» What is expected
Rewrite every line of the listing below as a numbered list, leaving out blank lines and the pictures.

» Provided entries
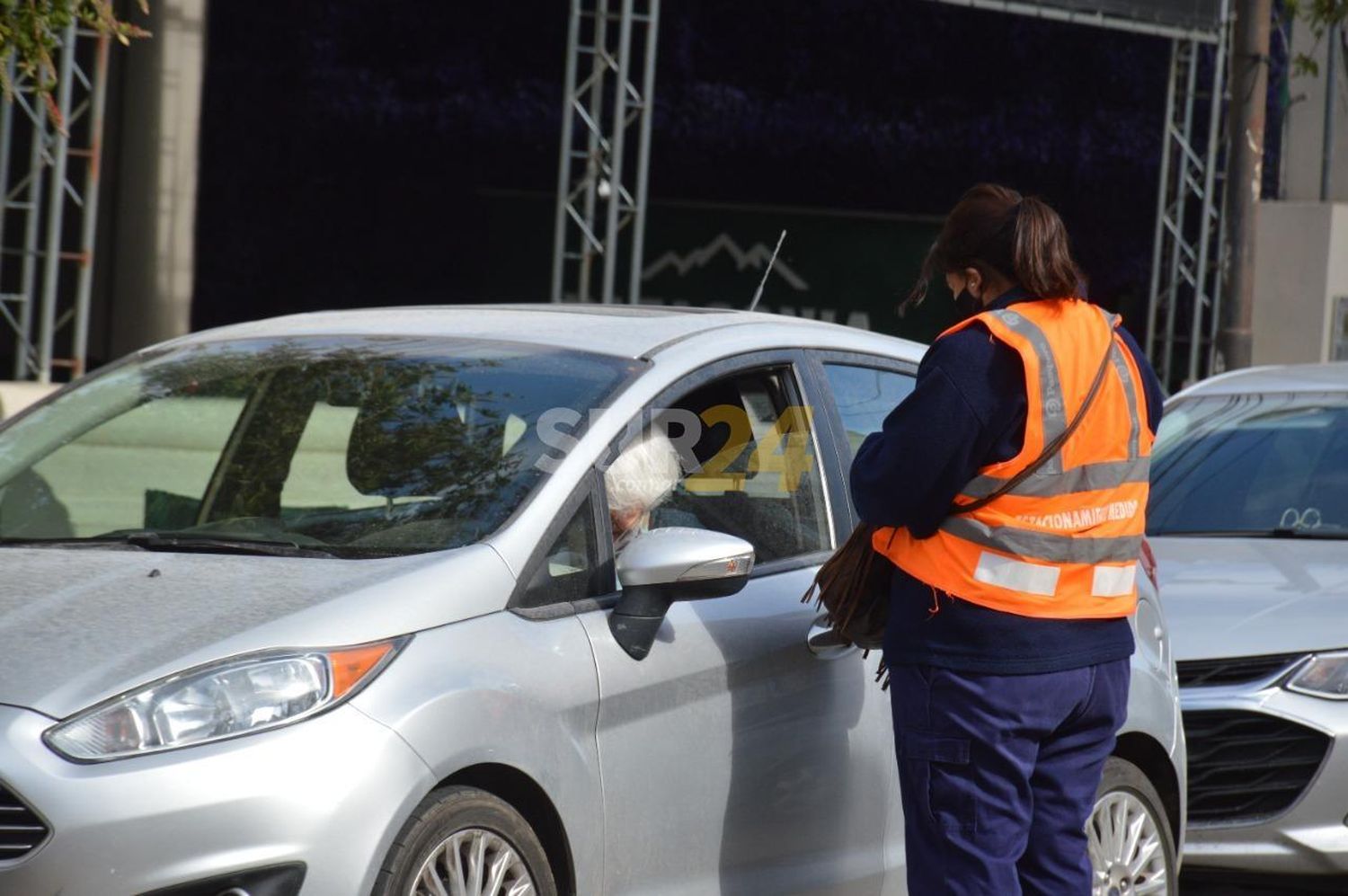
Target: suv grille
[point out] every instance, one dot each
(1246, 766)
(21, 829)
(1235, 670)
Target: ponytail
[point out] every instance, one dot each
(998, 231)
(1041, 255)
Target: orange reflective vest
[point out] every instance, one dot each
(1065, 542)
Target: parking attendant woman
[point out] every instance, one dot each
(1010, 489)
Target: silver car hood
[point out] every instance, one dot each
(1245, 597)
(83, 624)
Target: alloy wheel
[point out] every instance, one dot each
(1127, 850)
(474, 863)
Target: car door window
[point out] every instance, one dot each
(865, 396)
(749, 466)
(571, 569)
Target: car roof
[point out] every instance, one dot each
(1282, 377)
(625, 331)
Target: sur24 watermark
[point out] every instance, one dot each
(746, 448)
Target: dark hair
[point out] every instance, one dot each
(995, 229)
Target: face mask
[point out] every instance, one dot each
(967, 304)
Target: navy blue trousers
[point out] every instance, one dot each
(999, 775)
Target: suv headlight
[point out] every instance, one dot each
(1324, 675)
(226, 698)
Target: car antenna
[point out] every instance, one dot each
(758, 294)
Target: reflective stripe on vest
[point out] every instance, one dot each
(1062, 543)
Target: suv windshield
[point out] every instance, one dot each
(1272, 465)
(341, 445)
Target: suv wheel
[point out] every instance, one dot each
(1131, 847)
(463, 841)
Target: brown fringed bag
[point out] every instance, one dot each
(854, 589)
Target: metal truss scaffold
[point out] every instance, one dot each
(600, 191)
(49, 208)
(1191, 253)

» Final result
1. Target: suv grille
2. [point out] every instance, one dot each
3. (1246, 766)
4. (21, 829)
5. (1235, 670)
6. Target: ponytail
7. [point out] every instance, one dot each
8. (998, 231)
9. (1041, 255)
10. Target: orange reflective vest
11. [point out] every instance, one dot each
12. (1065, 542)
13. Target: parking attendant woman
14. [point out] every instance, one dot each
15. (1010, 489)
16. Target: silver car hood
17. [point out] every instance, one dot each
18. (1245, 597)
19. (83, 624)
20. Target: alloy wheel
21. [point out] every instance, one dot each
22. (1127, 850)
23. (474, 863)
24. Target: car door window
25. [point out] every instance, one dot each
26. (865, 396)
27. (749, 466)
28. (571, 569)
29. Target: car roof
30. [point out] every instance, one dot each
31. (1282, 377)
32. (625, 331)
33. Target: sur24 watermark
34. [point out] every instance, one dot each
35. (746, 448)
36. Target: dark hair
37. [point out] every instance, one dot each
38. (995, 229)
39. Target: face mask
40. [point out] every instance, one dot each
41. (967, 304)
42. Target: navy blue trousers
43. [point out] every instance, one dot each
44. (999, 775)
45. Target: suv headlight
46. [point out] every instance, one dot each
47. (1324, 675)
48. (226, 698)
49. Target: car antenna
50. [point out] every instance, one dot each
51. (758, 294)
52. Target: reflective stripe on vest
53. [point out] every instance, one dot each
54. (1062, 543)
55. Target: suv windshield
56. [point out] every instance, one dot each
57. (1272, 465)
58. (341, 445)
59. Target: suv wheel
60. [point out] every instance, one dot each
61. (1131, 847)
62. (463, 841)
63. Target: brown fringed bag
64. [point out] every instance, one dot each
65. (854, 589)
66. Target: metal truss scaffold
67. [point out] every instance, one dot each
68. (600, 191)
69. (49, 208)
70. (1191, 253)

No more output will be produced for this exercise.